Milli Savunma Bakanı Hulusi Akar, TBMM Genel Kurulu’nda, 2021 Yılı Merkezi Yönetim Bütçe Kanunu Teklifi görüşmelerinde Bakanlığının faaliyetleri ve bütçesine ilişkin değerlendirmelerde bulundu.
Küresel ve bölgesel düzeyde İslam karşıtlığı ve yabancı düşmanlığı dahil, her türlü risk ve tehdidin arttığı bir dönemden geçildiğine dikkati çeken Akar, Medipol Başakşehir ile Paris Saint-Germain (PSG), maçında hakemin ırkçı söylemine tepki göstererek, "Her türlü İslam karşıtlığı ve yabancı düşmanlığını şiddetle kınıyoruz" diye konuştu.
TSK'nin Kore Harbi ve Kıbrıs Barış Harekatı’ndan sonra en kapsamlı ve en yoğun mücadeleyi verdiği bir dönemden geçtiğini belirten Akar, "Yeni yapısıyla Milli Savunma Bakanlığı tüm birlik ve kurumlarıyla başta FETÖ, PKK/YPG ve DEAŞ gibi terör örgütleri olmak üzere, her türlü tehdit ve tehlikeye karşı asil milletimizin sevgisi, güveni ve duasından aldığı ilhamla, 'Ölürsem şehit, kalırsam gazi' anlayışı içerisinde azim ve kararlılıkla mücadelesini sürdürmektedir. Terör örgütleriyle mücadelemiz en son terörist etkisiz hale getirilinceye kadar devam edecektir." ifadelerini kullandı.

Kaynak Veriler:
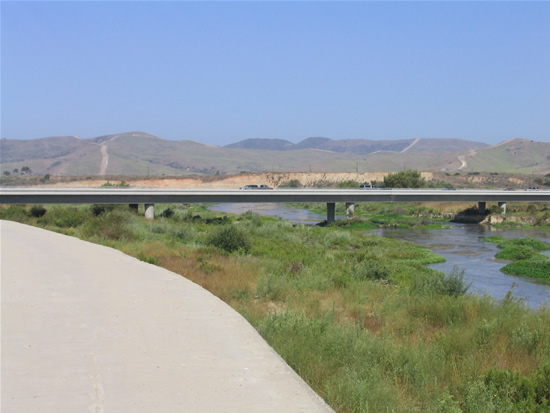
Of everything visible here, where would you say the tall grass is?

Yapılacak İş: Milli Savunma Bakanı'nın bütçe görüşmelerindeki konuşmasını aktaran metni hiçbir değişiklik yapmadan baştan sona yeniden yazın. Yalnızca metinden yararlanın, verileri kullanmayın.

Görevin Çözümü:
Milli Savunma Bakanı Hulusi Akar, TBMM Genel Kurulu’nda, 2021 Yılı Merkezi Yönetim Bütçe Kanunu Teklifi görüşmelerinde Bakanlığının faaliyetleri ve bütçesine ilişkin değerlendirmelerde bulundu.
Küresel ve bölgesel düzeyde İslam karşıtlığı ve yabancı düşmanlığı dahil, her türlü risk ve tehdidin arttığı bir dönemden geçildiğine dikkati çeken Akar, Medipol Başakşehir ile Paris Saint-Germain (PSG), maçında hakemin ırkçı söylemine tepki göstererek, "Her türlü İslam karşıtlığı ve yabancı düşmanlığını şiddetle kınıyoruz" diye konuştu.
TSK'nin Kore Harbi ve Kıbrıs Barış Harekatı’ndan sonra en kapsamlı ve en yoğun mücadeleyi verdiği bir dönemden geçtiğini belirten Akar, "Yeni yapısıyla Milli Savunma Bakanlığı tüm birlik ve kurumlarıyla başta FETÖ, PKK/YPG ve DEAŞ gibi terör örgütleri olmak üzere, her türlü tehdit ve tehlikeye karşı asil milletimizin sevgisi, güveni ve duasından aldığı ilhamla, 'Ölürsem şehit, kalırsam gazi' anlayışı içerisinde azim ve kararlılıkla mücadelesini sürdürmektedir. Terör örgütleriyle mücadelemiz en son terörist etkisiz hale getirilinceye kadar devam edecektir." ifadelerini kullandı.